--- Activity ---
Check each line of the data, and copy those where "sleeveless" appears.

╭─ Listed entries

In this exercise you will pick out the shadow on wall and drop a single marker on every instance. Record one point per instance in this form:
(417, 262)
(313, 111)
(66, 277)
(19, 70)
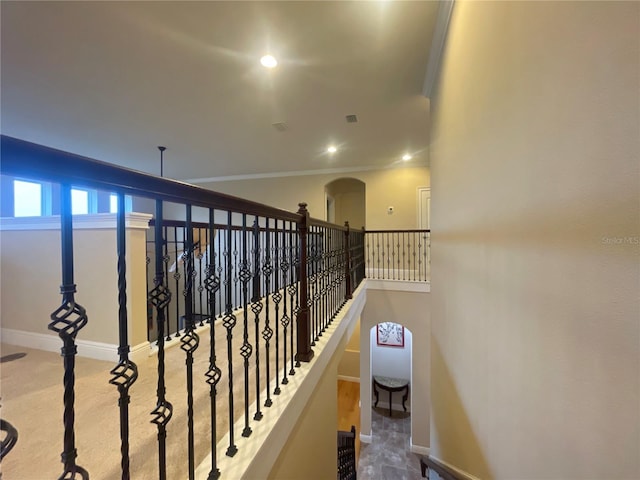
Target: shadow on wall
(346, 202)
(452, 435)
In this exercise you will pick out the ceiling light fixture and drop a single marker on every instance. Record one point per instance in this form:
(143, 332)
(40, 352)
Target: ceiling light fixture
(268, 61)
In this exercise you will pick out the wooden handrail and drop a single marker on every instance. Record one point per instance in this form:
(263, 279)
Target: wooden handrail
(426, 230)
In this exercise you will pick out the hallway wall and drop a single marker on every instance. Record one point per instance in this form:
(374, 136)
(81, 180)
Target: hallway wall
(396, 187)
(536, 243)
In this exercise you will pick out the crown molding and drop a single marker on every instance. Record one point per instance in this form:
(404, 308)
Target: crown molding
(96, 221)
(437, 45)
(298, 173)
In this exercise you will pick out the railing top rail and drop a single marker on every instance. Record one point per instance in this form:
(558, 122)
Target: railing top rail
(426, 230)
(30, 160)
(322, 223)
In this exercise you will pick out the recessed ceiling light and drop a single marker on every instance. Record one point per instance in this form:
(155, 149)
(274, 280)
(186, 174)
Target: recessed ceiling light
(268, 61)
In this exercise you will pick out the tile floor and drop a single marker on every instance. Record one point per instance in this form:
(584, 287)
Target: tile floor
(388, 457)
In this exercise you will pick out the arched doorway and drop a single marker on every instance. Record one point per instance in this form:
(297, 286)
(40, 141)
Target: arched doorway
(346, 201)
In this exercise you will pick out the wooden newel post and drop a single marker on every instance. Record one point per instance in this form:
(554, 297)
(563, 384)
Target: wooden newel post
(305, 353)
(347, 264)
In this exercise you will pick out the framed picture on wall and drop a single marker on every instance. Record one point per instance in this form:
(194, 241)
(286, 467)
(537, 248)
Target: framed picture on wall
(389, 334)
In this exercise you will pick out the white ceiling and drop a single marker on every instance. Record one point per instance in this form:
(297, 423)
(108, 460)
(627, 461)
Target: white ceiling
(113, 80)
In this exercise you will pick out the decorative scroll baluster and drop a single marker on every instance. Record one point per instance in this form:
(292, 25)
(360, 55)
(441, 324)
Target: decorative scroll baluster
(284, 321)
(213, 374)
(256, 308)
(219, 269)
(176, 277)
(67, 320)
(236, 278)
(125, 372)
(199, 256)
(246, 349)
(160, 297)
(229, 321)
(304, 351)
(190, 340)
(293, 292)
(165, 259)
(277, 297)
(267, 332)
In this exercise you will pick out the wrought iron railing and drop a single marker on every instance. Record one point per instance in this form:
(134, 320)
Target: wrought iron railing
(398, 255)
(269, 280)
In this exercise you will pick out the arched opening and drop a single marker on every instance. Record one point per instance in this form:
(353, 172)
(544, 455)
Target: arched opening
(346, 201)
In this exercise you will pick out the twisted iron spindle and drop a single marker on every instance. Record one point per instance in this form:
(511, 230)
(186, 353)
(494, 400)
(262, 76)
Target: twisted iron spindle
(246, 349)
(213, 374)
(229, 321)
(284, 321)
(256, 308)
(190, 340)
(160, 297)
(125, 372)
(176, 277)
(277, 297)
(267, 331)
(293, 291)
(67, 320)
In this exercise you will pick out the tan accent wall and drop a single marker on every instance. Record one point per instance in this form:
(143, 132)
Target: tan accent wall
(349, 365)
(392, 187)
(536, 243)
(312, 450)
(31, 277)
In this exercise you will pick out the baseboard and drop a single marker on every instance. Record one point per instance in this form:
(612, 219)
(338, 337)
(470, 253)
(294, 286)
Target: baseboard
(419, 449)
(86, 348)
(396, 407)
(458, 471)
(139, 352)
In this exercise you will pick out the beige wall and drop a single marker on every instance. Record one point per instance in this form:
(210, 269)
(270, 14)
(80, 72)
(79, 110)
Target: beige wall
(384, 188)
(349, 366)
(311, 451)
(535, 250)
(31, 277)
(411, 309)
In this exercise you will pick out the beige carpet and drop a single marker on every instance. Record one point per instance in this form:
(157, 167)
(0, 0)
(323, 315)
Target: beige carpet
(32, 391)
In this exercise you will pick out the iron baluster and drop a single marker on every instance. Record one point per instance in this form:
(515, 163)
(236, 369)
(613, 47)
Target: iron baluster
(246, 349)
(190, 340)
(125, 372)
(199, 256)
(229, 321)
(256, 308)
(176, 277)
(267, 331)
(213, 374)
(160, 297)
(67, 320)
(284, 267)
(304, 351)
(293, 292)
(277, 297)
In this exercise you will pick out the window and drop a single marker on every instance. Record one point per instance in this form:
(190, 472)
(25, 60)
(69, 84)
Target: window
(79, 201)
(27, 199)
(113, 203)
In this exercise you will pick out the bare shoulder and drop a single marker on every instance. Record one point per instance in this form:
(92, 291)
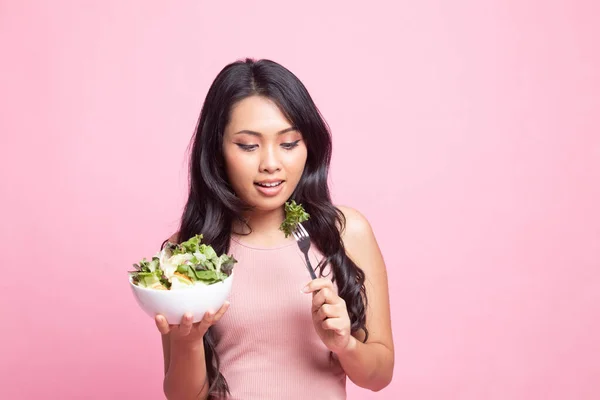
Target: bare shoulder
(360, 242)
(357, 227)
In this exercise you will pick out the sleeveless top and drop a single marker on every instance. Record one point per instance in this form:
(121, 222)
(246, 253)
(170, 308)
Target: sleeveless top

╰─

--- Answer box ---
In this exercise you will pick out the sleeveless top and drop a single marker on every instance. Record one point per instance in this form:
Target: sleeveless top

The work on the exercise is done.